Ai de quem apedreja cruz!
Cesar Vanucci
“Nenhuma
qualidade humana é mais intolerável na vida comum, nem é, com efeito, tolerada
menos, que a intolerância”.
(Leopardi, pensador italiano)
· Ativistas
sociais e parentes enlutados fincaram cruzes na areia alva da praia com os
nomes de algumas das mais (no momento em que estas palavras são digitadas) de
70.000 vítimas da tenebrosa “gripezinha” que assola o planeta. Enfermidade que
elegeu o Brasil como epicentro na América Latina, com “dilatadas chances” de
disputar indesejável primeiro lugar no pódio com os Estados Unidos. O ato na
franja litorânea carioca teve o sentido de um tributo de saudade, como tantos
outros tradicionalmente promovidos em circunstâncias ditadas por forte comoção.
Eis que, de repente, espumando ódio pelas ventas, semblante, olhar, gestos,
grunhidos na voz denunciando belicosidade, um indivíduo de maus bofes adentrou
a área, em passadas vigorosas, desfazendo os montículos de areia, chutando as
cruzes, sob olhares atônitos e indignados das pessoas ao redor. Os responsáveis
pelo ato simbólico de homenagem aos mortos, entre eles pais angustiados,
cuidaram logo de refazer o cenário vandalicamente desmontado.

[Tarefas a realizar]:
**A.** Reproduza o trecho da crônica sobre as cruzes na praia que começa em "Cesar Vanucci" e segue até "(Leopardi, pensador italiano)".
**B.** Dê prosseguimento à crônica sobre as cruzes na praia, escrevendo o que vem após a última frase apresentada.
Os registros não guardam relação alguma com a crônica sobre as cruzes na praia.

[Extrato dos dados]:
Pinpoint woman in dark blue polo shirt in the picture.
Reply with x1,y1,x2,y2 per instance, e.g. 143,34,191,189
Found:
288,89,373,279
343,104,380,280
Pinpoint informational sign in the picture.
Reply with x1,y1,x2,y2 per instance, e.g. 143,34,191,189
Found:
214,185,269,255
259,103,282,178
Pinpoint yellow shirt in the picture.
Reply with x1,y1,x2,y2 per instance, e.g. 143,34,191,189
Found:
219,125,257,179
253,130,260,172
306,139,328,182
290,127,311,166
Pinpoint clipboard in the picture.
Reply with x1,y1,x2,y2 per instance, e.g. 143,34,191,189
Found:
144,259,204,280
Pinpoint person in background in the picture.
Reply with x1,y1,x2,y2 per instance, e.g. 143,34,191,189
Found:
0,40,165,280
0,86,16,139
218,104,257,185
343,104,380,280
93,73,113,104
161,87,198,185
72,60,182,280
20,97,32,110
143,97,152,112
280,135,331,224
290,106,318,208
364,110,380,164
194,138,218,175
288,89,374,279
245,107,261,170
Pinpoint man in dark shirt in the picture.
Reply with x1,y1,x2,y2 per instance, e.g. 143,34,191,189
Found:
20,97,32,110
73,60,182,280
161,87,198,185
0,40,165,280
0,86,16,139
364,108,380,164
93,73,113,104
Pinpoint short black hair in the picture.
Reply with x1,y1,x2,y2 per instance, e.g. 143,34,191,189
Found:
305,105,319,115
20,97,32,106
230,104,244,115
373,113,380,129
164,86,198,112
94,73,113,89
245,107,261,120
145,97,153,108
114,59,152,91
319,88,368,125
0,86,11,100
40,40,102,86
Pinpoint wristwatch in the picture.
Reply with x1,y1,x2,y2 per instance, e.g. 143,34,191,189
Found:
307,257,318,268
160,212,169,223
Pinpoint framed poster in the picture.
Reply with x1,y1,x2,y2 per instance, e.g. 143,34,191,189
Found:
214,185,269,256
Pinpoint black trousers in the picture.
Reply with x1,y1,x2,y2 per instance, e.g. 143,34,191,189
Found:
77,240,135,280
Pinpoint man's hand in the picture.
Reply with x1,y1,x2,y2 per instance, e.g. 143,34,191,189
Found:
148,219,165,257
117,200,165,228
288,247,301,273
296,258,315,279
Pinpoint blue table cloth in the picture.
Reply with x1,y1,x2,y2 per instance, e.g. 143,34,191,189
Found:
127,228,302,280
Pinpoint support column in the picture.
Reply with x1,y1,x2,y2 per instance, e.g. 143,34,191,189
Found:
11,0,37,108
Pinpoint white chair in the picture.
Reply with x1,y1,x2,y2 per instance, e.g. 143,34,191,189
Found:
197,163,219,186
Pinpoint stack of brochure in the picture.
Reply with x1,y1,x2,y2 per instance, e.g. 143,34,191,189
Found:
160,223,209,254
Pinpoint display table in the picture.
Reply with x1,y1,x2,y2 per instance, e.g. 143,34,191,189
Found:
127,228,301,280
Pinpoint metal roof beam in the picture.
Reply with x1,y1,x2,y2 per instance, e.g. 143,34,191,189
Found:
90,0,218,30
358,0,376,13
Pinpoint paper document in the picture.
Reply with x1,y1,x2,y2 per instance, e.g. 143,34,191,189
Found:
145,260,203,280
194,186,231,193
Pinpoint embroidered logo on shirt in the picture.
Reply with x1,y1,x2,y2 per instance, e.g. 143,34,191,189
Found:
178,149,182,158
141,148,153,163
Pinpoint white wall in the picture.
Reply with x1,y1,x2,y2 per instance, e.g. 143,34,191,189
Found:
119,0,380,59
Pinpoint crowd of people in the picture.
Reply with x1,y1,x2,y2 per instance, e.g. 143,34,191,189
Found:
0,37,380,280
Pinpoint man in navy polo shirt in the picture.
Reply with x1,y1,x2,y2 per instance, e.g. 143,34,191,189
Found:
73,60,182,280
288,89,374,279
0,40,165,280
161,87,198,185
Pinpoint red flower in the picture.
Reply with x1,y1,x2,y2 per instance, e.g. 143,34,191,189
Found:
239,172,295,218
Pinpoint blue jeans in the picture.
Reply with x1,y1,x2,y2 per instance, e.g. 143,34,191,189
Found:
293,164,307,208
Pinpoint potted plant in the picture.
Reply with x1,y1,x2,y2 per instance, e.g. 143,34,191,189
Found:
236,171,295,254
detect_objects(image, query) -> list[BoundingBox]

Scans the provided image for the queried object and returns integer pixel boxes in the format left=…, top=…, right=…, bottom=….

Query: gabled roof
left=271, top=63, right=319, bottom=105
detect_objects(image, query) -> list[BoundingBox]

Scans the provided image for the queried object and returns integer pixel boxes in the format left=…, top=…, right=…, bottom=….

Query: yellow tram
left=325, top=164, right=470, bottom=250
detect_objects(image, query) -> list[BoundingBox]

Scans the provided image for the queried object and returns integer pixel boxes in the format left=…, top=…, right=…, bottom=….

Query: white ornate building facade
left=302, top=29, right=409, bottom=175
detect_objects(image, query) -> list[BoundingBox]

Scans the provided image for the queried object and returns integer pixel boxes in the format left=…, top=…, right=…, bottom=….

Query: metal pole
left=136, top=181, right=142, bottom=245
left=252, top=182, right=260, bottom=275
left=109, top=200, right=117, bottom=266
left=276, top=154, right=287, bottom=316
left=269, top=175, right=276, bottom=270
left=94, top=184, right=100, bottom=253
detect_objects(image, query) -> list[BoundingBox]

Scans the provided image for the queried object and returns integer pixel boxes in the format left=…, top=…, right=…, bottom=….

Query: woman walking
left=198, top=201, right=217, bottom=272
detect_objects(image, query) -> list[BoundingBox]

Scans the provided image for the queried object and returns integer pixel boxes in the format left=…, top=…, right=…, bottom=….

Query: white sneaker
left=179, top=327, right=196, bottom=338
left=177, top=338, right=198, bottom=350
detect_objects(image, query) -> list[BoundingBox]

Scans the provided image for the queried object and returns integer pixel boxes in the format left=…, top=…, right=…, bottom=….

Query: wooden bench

[Lista de respostas]:
**A.**
Cesar Vanucci
“Nenhuma
qualidade humana é mais intolerável na vida comum, nem é, com efeito, tolerada
menos, que a intolerância”.
(Leopardi, pensador italiano)

**B.**
Fanatice política, típica
destes momentos sombrios, desvario mental, surto paranoico ocasional, tudo isso
misturado? Como caracterizar a impactante ocorrência? No que me concerne,
ignorando o que veio a acontecer ao depois com o agressor, ocorre-me garantir
que uma coisa é absolutamente certa: ninguém apedreja cruz impunemente. Digo e
provo!
No povoado do Capão da Onça,
caminhonete desgovernada atropelou e matou uma jovem. O pai da moça, pequeno
sitiante, mandou afixar uma cruz no local do fatídico acidente. A cruz ficou
plantada na estrada quase rente à cerca de arame, nas imediações da porteira de
entrada da sede da fazenda do coronel Felisberto. O fazendeiro, chefe político
na localidade, mandou retirá-la. O sitiante Libório não concordou. O fazendeiro
resolveu arrancá-la com as próprias mãos, jogando-a de lado. O pai da vítima tornou
a colocá-la. Passando pelo local, no dia seguinte, não mais avistou a cruz.
Ficou sabendo, então, que ela tinha sido retirada e lançada em lugar não
sabido, no meio do mato. Não pensou duas vezes. Abriu a porteira e foi até o
alpendre da casa do fazendeiro. Ao avistá-lo, apontando-lhe o dedo em riste,
bradou: - “Até o final do dia, você será castigado pelo que fez!” Sem disponibilizar
tempo para discussão, quase correndo, botou o pé na estrada...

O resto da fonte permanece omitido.